Required work:
Quote all entries in full, exactly.

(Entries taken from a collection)
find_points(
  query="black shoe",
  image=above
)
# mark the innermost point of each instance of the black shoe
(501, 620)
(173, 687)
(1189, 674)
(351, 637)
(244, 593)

Your response:
find_points(
  query="black shoe",
  image=above
)
# mark the innermost point of each instance of the black shoe
(501, 620)
(173, 687)
(1189, 674)
(351, 637)
(244, 593)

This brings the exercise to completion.